----- PROVIDED RECORDS

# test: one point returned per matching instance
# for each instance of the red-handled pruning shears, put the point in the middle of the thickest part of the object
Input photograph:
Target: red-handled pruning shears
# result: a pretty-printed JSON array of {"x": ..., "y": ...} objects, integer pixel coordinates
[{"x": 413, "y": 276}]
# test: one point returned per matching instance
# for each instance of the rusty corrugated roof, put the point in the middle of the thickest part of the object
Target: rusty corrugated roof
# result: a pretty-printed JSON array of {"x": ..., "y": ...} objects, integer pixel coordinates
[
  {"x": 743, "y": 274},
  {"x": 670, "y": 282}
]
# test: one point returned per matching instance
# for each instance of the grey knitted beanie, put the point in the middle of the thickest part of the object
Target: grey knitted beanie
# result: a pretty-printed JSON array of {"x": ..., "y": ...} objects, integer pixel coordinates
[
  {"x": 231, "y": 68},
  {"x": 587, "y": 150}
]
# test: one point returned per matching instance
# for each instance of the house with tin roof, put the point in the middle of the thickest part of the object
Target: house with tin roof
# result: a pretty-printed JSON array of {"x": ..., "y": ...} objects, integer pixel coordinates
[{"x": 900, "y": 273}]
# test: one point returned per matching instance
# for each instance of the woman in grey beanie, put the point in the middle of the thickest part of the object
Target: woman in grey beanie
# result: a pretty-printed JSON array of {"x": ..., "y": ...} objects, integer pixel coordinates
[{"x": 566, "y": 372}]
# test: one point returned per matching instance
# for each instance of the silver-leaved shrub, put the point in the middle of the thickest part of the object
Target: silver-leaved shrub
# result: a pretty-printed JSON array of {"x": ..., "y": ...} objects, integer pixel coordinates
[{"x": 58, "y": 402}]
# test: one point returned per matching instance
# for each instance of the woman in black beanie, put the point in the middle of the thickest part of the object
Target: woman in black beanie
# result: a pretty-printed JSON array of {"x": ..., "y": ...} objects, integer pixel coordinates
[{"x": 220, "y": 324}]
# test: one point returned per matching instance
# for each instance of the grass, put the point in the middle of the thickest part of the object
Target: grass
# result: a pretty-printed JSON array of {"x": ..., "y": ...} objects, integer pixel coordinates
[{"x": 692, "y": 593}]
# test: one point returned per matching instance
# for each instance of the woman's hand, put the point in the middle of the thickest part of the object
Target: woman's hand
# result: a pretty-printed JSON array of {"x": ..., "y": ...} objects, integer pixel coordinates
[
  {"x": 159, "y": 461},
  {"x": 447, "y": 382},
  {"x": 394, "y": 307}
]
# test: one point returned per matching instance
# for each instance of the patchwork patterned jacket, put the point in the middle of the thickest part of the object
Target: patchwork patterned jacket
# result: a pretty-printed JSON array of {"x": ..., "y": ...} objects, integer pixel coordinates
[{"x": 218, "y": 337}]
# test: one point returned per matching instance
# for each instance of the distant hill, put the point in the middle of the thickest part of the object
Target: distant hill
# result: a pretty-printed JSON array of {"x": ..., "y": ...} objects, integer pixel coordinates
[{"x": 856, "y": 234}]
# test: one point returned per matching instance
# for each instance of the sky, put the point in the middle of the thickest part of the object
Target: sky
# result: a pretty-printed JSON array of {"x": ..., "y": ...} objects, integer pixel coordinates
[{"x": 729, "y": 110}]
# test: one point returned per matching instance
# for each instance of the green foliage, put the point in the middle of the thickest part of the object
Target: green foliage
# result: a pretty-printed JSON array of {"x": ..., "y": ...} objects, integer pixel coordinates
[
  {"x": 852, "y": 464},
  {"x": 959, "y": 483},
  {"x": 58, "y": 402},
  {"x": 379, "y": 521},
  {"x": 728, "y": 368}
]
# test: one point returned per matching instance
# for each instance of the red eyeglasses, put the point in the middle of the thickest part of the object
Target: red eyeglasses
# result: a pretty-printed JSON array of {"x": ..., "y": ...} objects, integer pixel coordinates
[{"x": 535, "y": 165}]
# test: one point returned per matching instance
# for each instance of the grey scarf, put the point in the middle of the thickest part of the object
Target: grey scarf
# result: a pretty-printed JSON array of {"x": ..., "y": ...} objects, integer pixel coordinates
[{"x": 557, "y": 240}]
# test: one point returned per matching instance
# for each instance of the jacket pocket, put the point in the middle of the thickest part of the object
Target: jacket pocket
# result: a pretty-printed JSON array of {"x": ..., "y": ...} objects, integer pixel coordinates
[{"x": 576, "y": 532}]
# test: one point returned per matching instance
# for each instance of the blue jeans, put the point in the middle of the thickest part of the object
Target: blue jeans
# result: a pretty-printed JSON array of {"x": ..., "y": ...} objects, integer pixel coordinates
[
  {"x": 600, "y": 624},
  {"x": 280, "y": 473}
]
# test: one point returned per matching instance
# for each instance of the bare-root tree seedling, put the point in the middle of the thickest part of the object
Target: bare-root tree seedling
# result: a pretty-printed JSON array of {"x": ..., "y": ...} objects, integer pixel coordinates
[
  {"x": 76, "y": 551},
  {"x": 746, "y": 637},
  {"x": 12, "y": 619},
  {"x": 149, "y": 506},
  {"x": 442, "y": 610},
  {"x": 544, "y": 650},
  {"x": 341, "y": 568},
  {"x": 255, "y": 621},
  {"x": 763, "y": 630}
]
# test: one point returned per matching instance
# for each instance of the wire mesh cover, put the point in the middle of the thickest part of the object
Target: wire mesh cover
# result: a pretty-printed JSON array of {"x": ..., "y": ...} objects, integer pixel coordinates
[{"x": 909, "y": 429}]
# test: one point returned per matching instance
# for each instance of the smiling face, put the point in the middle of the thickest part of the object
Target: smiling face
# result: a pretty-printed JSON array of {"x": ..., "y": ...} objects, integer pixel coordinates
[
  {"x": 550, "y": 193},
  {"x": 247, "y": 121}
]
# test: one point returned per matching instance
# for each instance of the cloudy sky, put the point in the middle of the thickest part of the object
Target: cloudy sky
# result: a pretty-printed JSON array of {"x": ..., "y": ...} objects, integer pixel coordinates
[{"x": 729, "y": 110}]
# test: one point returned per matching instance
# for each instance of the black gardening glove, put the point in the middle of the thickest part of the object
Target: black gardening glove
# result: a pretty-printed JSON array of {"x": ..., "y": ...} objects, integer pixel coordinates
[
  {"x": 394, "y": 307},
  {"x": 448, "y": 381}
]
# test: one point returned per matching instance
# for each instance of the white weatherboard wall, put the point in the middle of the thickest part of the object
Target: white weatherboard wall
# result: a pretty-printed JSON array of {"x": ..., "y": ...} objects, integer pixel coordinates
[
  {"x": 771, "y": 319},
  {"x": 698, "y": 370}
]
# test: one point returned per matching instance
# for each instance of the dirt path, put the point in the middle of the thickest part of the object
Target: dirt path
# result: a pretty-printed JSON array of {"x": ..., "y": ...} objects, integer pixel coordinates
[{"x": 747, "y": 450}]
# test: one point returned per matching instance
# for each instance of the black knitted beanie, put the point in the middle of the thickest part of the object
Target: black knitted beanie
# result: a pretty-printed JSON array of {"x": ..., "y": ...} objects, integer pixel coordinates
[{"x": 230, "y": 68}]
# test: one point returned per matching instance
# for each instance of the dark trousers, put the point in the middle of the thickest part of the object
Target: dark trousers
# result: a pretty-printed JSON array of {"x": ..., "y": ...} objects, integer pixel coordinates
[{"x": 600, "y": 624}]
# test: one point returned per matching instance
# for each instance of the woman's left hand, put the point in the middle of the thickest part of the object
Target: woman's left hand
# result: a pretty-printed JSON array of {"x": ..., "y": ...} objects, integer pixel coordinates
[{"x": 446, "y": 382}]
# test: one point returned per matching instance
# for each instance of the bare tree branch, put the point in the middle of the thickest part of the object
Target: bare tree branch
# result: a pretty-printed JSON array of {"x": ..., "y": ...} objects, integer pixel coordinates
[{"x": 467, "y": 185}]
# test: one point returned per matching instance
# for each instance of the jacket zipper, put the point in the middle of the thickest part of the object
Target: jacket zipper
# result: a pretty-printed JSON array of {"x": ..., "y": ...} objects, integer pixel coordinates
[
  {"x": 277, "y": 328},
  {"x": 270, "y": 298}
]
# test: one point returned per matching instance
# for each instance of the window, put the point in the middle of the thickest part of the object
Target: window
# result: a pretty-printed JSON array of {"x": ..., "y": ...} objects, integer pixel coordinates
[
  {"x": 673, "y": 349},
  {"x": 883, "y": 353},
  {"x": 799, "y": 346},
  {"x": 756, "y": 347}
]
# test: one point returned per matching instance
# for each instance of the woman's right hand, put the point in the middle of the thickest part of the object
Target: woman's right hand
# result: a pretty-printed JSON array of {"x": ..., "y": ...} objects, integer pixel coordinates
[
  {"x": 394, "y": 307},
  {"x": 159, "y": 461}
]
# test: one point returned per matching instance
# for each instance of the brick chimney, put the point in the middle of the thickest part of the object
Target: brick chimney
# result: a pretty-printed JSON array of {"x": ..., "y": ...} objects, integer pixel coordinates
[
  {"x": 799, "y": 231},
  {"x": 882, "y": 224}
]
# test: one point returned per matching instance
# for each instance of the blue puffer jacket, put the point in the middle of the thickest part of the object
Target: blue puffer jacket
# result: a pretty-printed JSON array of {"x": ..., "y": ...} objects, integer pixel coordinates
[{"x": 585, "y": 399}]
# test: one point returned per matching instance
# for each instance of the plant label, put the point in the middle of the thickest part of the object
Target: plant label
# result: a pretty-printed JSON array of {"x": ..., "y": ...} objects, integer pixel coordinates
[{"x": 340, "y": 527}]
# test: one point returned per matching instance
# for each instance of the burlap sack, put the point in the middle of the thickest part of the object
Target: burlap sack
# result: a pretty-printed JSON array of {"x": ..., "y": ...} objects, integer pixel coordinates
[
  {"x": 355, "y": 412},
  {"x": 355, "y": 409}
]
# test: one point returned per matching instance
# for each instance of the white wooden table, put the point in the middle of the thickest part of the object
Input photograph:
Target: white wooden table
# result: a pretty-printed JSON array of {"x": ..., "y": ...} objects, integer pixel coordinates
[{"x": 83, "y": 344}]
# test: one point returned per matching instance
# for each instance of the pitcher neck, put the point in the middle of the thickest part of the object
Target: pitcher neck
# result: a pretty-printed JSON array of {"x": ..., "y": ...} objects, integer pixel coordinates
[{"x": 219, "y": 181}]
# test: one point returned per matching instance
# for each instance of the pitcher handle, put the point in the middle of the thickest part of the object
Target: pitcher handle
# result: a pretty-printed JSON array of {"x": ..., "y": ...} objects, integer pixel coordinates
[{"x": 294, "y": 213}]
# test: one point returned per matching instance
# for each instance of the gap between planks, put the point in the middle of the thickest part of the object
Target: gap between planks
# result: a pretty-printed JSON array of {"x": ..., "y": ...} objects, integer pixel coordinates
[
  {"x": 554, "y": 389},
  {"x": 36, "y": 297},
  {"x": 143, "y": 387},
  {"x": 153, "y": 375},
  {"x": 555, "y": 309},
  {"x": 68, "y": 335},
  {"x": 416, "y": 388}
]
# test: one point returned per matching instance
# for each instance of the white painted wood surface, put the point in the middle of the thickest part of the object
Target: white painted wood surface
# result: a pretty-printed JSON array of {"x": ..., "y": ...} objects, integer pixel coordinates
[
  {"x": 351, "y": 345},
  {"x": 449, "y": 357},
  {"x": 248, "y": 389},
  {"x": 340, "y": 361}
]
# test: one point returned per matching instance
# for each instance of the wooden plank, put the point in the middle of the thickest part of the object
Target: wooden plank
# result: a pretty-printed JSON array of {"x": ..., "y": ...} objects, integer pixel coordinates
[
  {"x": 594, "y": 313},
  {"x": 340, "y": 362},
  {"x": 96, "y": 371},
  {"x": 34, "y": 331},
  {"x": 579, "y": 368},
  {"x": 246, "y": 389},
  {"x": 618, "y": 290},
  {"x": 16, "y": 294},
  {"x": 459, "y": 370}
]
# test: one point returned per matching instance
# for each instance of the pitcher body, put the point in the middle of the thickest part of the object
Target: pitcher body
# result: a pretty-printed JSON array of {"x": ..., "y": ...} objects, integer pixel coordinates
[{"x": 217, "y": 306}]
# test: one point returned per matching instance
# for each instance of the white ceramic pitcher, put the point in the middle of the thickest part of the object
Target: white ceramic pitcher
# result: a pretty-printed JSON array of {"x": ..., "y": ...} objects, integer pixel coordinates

----------

- **YOUR INSTRUCTIONS**: Show every line of the listing above that contains the string "green", treating uppercase and lowercase as distinct.

- **REPLY**:
# for each instance of the green foliage, put the point in the middle of the thickest part of the object
Target: green foliage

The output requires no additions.